Exercise instructions = The response should contain every record, reproduced exactly.

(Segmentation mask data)
# # # # # # #

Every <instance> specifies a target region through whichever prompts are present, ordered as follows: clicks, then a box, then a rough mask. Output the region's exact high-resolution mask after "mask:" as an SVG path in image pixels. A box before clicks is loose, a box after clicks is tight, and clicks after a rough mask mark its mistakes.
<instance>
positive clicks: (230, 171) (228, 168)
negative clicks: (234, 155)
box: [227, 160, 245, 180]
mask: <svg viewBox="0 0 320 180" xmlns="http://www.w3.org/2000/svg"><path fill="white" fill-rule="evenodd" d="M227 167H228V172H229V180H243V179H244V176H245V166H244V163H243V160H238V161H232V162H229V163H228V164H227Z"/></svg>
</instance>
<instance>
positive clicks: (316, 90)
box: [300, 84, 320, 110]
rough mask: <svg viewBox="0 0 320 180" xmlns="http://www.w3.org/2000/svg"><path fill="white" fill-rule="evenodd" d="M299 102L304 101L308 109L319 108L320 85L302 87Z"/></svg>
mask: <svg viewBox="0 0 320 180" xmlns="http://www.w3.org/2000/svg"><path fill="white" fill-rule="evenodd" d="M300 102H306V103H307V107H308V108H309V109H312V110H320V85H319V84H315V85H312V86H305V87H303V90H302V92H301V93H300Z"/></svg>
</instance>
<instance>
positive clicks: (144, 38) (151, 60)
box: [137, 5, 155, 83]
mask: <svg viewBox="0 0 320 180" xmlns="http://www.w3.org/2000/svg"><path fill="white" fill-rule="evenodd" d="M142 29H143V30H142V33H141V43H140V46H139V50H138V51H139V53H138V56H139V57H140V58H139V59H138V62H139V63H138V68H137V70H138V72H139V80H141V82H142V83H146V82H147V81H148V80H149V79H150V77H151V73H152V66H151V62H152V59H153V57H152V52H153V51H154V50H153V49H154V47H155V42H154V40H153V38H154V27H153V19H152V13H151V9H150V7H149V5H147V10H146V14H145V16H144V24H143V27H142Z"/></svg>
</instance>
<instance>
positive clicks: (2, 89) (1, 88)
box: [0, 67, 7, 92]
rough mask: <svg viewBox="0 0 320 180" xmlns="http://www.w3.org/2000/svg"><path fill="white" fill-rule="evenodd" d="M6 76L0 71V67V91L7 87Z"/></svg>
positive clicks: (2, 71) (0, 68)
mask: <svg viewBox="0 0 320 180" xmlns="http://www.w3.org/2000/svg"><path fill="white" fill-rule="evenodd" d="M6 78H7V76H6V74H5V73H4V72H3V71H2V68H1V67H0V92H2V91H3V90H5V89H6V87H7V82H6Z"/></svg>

# # # # # # #

Answer to the problem =
Every <instance> specifies a target region through whichever prompts are present, ordered as follows: clicks, then a box, then a rough mask. Output the region's exact high-resolution mask after "mask:" as an SVG path in image pixels. A box before clicks is loose, a box after clicks is tight, and clicks after a rough mask mark its mistakes.
<instance>
positive clicks: (230, 171) (228, 168)
negative clicks: (234, 155)
box: [227, 160, 245, 180]
mask: <svg viewBox="0 0 320 180" xmlns="http://www.w3.org/2000/svg"><path fill="white" fill-rule="evenodd" d="M227 167H228V172H229V180H243V179H244V176H245V166H244V163H243V160H238V161H232V162H229V163H228V164H227Z"/></svg>
</instance>
<instance>
positive clicks: (316, 90)
box: [300, 84, 320, 110]
rough mask: <svg viewBox="0 0 320 180" xmlns="http://www.w3.org/2000/svg"><path fill="white" fill-rule="evenodd" d="M299 102L304 101L308 109L319 108L320 85L302 87Z"/></svg>
mask: <svg viewBox="0 0 320 180" xmlns="http://www.w3.org/2000/svg"><path fill="white" fill-rule="evenodd" d="M300 102H306V103H307V107H308V108H309V109H312V110H320V85H319V84H315V85H312V86H305V87H303V90H302V92H301V93H300Z"/></svg>
</instance>
<instance>
positive clicks: (144, 38) (151, 60)
box: [137, 5, 155, 83]
mask: <svg viewBox="0 0 320 180" xmlns="http://www.w3.org/2000/svg"><path fill="white" fill-rule="evenodd" d="M142 29H143V30H142V33H141V43H140V46H139V50H138V51H139V53H138V56H139V57H140V58H139V59H138V62H139V63H138V68H137V70H138V72H139V80H141V82H142V83H146V82H147V81H148V80H149V79H150V77H151V73H152V66H151V62H152V59H153V57H152V52H153V51H154V50H153V49H154V47H155V42H154V40H153V38H154V27H153V19H152V13H151V9H150V7H149V5H147V10H146V14H145V16H144V24H143V27H142Z"/></svg>
</instance>
<instance>
positive clicks: (2, 89) (1, 88)
box: [0, 67, 7, 92]
rough mask: <svg viewBox="0 0 320 180" xmlns="http://www.w3.org/2000/svg"><path fill="white" fill-rule="evenodd" d="M6 76L0 71V67V91L7 87Z"/></svg>
positive clicks: (2, 71) (0, 68)
mask: <svg viewBox="0 0 320 180" xmlns="http://www.w3.org/2000/svg"><path fill="white" fill-rule="evenodd" d="M6 78H7V76H6V74H5V73H4V72H3V71H2V68H1V67H0V92H2V91H3V90H5V89H6V87H7V82H6Z"/></svg>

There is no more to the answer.